══ Article ══

I'm a Clydesdale and proud of it. lol. Well, at first I thought, heavy and slow but thats not the description given (whew  ) Plus I see I am in some very good company with other Clydes


----------



## Slinkky (Jan 19, 2009)

I'm a Quarter Horse, too! Looks like I'm in good company


----------



## Bunnylady (Jan 19, 2009)

I came out a Warmblood. Do you suppose it has a category of "mule?"


----------



## HGFarm (Jan 19, 2009)

I am also a Mustang.....


----------



## My-Lil-Pony (Jan 19, 2009)

Fun I am a Shetland Pony

mischievous, crafty, fun loving social cute, spirited, sophisticated, intelligent


----------



## cretahillsgal (Jan 20, 2009)

Another CLYDESDALE here!


----------



## willowoodstables (Jan 20, 2009)

Oh so typical...SHETLAND PONY!!!!!!!!


----------



## suz (Jan 20, 2009)

I'm a mustang, too!


----------



## ruffian (Jan 20, 2009)

I'm a Clyde too - hey we almost have enough for a Budweiser team! I'll happily draw a whole wagon full of beer!!


----------



## chandab (Jan 20, 2009)

Taylor Jo said:


> I'm an Arabian. I'm shy and I HATE it. People mistake me for being stuck up and standoffish and I'm not, it just takes me awhile to warm up to people. I TRY NOT to be that way but you are who you are. TJ


I'm an Arabian too, not sure how that happened. But, I am rather shy, and people think I'm stuck up and standoffish too, which sucks.


----------



## Watcheye (Jan 21, 2009)

Today I am an arabian. Ive been different things on these quizes but they are all fun.


----------

═══
══ Extracted data ══

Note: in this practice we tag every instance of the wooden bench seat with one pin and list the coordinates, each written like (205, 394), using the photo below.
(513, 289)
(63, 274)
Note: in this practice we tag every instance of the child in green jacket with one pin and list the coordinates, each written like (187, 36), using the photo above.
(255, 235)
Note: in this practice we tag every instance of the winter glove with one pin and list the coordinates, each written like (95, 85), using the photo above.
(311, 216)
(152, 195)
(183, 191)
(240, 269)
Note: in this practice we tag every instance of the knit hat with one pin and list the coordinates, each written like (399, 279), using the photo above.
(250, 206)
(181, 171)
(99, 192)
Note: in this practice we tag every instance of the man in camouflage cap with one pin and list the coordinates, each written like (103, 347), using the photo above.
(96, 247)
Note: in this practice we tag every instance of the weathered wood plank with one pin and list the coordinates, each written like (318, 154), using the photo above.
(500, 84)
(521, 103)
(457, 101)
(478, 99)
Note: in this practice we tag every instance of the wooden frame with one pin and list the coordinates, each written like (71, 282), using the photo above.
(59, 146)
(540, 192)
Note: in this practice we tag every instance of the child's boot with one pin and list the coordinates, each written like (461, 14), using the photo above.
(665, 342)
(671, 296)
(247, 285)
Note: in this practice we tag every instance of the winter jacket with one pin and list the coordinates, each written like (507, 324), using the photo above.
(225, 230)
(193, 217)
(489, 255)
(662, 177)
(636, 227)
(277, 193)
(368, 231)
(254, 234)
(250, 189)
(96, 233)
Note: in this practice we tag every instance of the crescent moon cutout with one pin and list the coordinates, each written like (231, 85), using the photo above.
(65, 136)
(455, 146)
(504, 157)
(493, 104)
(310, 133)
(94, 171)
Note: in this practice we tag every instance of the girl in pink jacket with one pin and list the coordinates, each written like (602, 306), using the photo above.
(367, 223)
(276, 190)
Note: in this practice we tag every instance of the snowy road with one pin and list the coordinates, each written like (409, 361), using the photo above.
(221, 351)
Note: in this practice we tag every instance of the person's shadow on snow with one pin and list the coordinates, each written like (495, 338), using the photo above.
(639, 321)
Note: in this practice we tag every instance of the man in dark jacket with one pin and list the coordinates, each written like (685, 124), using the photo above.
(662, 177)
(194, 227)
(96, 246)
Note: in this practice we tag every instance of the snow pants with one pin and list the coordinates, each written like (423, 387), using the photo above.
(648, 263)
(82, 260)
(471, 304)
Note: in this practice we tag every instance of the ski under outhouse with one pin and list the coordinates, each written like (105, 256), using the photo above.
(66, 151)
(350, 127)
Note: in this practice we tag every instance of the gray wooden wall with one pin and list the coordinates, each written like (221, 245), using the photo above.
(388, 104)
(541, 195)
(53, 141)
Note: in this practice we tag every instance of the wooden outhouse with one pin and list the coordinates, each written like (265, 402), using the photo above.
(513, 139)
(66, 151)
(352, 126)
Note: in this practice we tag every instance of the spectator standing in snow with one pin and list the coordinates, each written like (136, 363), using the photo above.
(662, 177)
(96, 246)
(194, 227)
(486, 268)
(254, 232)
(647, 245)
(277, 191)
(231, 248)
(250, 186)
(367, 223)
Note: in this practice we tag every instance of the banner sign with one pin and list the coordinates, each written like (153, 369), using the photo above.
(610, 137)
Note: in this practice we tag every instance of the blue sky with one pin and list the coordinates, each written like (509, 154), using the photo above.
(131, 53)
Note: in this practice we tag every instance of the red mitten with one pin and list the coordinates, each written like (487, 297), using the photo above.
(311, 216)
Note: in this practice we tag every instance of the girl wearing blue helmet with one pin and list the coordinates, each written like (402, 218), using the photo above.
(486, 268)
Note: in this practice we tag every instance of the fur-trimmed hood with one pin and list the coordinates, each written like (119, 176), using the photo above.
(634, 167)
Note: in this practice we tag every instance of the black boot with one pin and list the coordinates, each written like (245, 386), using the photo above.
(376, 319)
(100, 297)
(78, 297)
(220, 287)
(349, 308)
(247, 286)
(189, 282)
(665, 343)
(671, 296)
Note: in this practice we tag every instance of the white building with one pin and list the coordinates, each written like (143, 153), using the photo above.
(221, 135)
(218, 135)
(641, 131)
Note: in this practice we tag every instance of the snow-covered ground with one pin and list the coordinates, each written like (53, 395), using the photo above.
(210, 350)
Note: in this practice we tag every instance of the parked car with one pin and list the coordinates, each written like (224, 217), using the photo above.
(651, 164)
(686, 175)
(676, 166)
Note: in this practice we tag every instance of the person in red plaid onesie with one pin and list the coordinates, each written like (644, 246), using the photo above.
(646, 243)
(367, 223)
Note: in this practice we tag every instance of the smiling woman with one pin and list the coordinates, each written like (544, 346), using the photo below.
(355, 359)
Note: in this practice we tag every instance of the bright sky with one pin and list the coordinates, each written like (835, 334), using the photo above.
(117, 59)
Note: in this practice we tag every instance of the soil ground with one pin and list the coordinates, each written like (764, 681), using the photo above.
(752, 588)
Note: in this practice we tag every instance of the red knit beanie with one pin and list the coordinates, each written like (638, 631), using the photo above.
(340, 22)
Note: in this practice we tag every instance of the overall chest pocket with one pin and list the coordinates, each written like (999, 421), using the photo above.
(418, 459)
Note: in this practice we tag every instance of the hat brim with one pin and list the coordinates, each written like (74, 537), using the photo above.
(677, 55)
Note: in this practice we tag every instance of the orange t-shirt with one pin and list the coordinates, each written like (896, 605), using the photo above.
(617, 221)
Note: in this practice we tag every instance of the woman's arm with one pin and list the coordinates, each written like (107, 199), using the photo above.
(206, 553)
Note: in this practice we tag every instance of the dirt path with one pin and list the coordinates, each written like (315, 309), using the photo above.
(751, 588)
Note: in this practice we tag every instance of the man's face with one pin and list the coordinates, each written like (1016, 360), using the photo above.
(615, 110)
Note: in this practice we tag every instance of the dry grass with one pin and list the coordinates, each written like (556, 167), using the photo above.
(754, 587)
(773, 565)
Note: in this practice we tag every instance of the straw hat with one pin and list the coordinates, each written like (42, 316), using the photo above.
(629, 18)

═══

→ Objectives
(a) In the forum thread, which breed did Bunnylady come out as?
(b) For each statement, say whether it agrees with the forum thread, and quote the words that decide it: (i) HGFarm is a Mustang. (ii) willowoodstables turned out to be a Clydesdale. (iii) chandab describes being shy.
(c) Update a passage of the forum thread, beginning at the words "## My-Lil-Pony (Jan" and stopping after "Another CLYDESDALE here!", with "mischievous" replaced by "playful".
The lines above play no part in this.

→ Answers to the tasks
(a) A Warmblood.

(b)
(i) Yes: "I am also a Mustang....."
(ii) No: "Oh so typical...SHETLAND PONY!!!!!!!!"
(iii) Yes: "I am rather shy"

(c)
## My-Lil-Pony (Jan 19, 2009)

Fun I am a Shetland Pony

playful, crafty, fun loving social cute, spirited, sophisticated, intelligent


----------



## cretahillsgal (Jan 20, 2009)

Another CLYDESDALE here!